6. Not a Normal Box: The Ark of the Covenant Magic

The Ark of the Covenant, named for the copy of Israel’s covenant with God that it contained, is a scary thing in the Bible. Fashioned by Moses on Mount Sinai, at some point, it became hazardous—even deadly—for anyone to touch it except for certain qualified priests. For ancient Israel, this decorated box represented the throne on which God sat in their midst.
This box’s power first appears in the Bible when God commands Joshua to send four priests, bearing it on their shoulders, into the middle of the Jordan River. This conjures an invisible dam for the river, allowing the people to walk across without getting wet. The Israelites later carried the ark as they encircled the city of Jericho, whose walls famously came tumbling down. Though not stated explicitly, the presence of the ark seems to have been a part of their successful conquest of that city.

But the ark’s power could not be aimed in just any direction. Later, when two rogue priests named Hophni and Phineas carry the ark into battle with the Philistines with hopes that it will help them win, it is captured, and the battle is lost. When the Philistines place the ark before the idol of their deity, Dagon, it falls on its face and breaks into pieces. The ark causes plagues among the Philistines so unbearable that they decide to send it back to Israel on an unmanned oxcart. When the cart rolls into Israel, 70 men die after looking into it.
The box is finally deposited, with the proper rituals, in the house of a man named Abinadab in Kiriath-Jearim, not far outside Jerusalem. It would stay there until David finally arranged for it to be returned to its proper place in the Tabernacle—but only after it had killed one more man along the way.

### THE TASKS:
• 1. Repeat word for word the part of the Ark of the Covenant passage from "6. Not a Normal" to "in their midst.".
• 2. Go on with the Ark of the Covenant passage, starting right after its final sentence.
The lines after this come from a separate source, not from the Ark of the Covenant passage.

### RECORD EXTRACTS:

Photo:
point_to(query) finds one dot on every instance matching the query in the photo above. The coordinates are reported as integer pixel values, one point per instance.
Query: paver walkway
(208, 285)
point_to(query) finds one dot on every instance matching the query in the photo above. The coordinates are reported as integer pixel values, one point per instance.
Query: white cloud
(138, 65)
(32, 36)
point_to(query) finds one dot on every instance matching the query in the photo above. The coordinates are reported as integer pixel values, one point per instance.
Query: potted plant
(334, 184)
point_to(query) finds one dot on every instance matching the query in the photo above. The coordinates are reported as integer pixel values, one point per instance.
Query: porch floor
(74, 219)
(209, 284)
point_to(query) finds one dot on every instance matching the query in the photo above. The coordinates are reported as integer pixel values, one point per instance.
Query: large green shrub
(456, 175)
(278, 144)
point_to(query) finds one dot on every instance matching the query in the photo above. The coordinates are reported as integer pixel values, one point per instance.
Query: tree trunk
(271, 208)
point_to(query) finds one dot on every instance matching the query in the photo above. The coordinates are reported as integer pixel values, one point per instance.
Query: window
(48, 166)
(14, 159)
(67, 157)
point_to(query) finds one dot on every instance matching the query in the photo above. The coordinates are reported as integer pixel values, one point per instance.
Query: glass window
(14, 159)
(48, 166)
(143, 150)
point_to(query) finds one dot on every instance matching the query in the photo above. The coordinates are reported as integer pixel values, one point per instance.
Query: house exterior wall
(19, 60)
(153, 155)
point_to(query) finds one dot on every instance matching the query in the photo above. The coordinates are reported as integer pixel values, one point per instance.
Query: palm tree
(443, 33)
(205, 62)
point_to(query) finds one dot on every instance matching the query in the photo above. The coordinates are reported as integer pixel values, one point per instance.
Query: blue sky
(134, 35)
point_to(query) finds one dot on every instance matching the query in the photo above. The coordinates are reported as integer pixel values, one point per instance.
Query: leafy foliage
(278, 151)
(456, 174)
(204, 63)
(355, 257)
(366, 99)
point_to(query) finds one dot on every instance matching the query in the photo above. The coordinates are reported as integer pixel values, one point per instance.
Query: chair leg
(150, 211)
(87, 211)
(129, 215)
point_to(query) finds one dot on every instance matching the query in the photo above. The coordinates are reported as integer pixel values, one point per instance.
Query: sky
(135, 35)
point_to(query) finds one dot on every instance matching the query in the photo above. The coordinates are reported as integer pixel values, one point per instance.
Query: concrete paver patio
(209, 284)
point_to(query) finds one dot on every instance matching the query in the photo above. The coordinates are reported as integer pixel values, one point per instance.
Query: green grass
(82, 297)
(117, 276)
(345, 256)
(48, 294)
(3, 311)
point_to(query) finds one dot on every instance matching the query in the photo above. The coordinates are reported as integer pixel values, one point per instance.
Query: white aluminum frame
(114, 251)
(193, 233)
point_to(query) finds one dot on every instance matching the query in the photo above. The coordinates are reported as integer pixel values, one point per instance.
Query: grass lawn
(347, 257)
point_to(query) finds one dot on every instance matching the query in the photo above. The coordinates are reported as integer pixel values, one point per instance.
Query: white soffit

### TASK-BY-TASK RESULTS:
• 1.
6. Not a Normal Box: The Ark of the Covenant Magic

The Ark of the Covenant, named for the copy of Israel’s covenant with God that it contained, is a scary thing in the Bible. Fashioned by Moses on Mount Sinai, at some point, it became hazardous—even deadly—for anyone to touch it except for certain qualified priests. For ancient Israel, this decorated box represented the throne on which God sat in their midst.

• 2.
Does Biblical Law Forbid Magic?

There are many other objects in the Bible that could be considered magical. From Samson’s hair to the Urim and Thummim used by biblical priests, to some sacrificial practices, the spiritual and physical realms interact routinely in the biblical world. What is to be made, then, of biblical laws that seem to forbid the use of magic?
The answer to this kind of question can easily be oversimplified. But one helpful way to approach it is by thinking of biblical prohibitions as pertaining to some forms of magic, but not others. Other ancient law codes also forbade certain types of magic. This demonstrates that magical practices were considered to be real and effective in the biblical worldview, as well as in the worldview of ancient Israel’s neighbors. For many today, “magic” and “fiction” go seamlessly together. But in the ancient world, things many call magical today were part of reality. Like any other area of human activity that could be risky or dangerous, magic, too, needed to be regulated.